──────── Fragmento presentado ────────

Todo ello no constituía tampoco una literatura, porque América no tenía
todavía alma. Un moralista declaró que no la tendría hasta que llegase
el momento que se decidiera a "sumirse en los abismos del mal y del
dolor."
La marcha hacia el Oeste
El Tratado de Versalles de 1783 doblaba la extensión territorial
de la
Unión. En poco más de medio siglo, la nueva nación se extendería a
través del continente hasta el Pacífico y empujaría al máximo la
frontera mexicana. Todos los métodos de adquisición y anexión de
territorios fueron utilizados: la pura y simple conquista, la compra
más o menos abusiva, la ocupacion de hecho, la coacción, la guerra y el
exterminio de indígenas autóctonos. Para percatarse del fenómeno,
conviene situarlo sobre un mapa, y recordar que el rectángulo bloqueado
por los dos grandes océanos mide aproximadamente [4.500]
kilómetros de largo por [2000] de ancho. Visto desde los estados
originales de la costa atlántica, ya organizados, con ciudades, campos
y tallleres, el Oeste aparecía como una inmensidad abierta y de
atrayente vértigo. La expansión se dirige hacia él, organizada a base
de compañías, oficinas, exploradores y guías, organizadores, creadores,
parásitos.
En la Antigüedad, griegos, romanos, francos y mongoles avanzaban
bastante al azar; pero en América, aunque los individuos improvisen y
cada compañía actúe exclusivamente en interés de los suyos, una lógica
de carácter superior le proporciona a este movimiento humano una
coherencia y una continuidad asombrosas, y crea también una comunidad
en las responsabilidades que casi nadie rehuye.

────────

Objetivos.
1. Responda brevemente, según el fragmento sobre la marcha hacia el Oeste:
(a) ¿Qué tratado, y de qué año, doblaba la extensión territorial de la Unión?
(b) ¿Hasta qué océano se extendería la nueva nación a través del continente?
(c) ¿Qué pueblos de la Antigüedad avanzaban bastante al azar?
2. Cite sin cambios el pasaje del fragmento sobre la marcha hacia el Oeste que empieza con "En la Antigüedad, griegos, romanos, francos" y sigue hasta "casi nadie rehuye.", inclusive.
El material no hace falta para resolver lo que se pide.

──────── Extracto de datos ────────

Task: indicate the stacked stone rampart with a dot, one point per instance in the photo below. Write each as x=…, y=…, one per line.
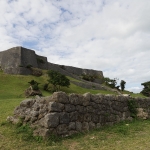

────────

Lista de respuestas.
1.
(a) El Tratado de Versalles de 1783.
(b) Hasta el Pacífico.
(c) Los griegos, los romanos, los francos y los mongoles.

2.
En la Antigüedad, griegos, romanos, francos y mongoles avanzaban
bastante al azar; pero en América, aunque los individuos improvisen y
cada compañía actúe exclusivamente en interés de los suyos, una lógica
de carácter superior le proporciona a este movimiento humano una
coherencia y una continuidad asombrosas, y crea también una comunidad
en las responsabilidades que casi nadie rehuye.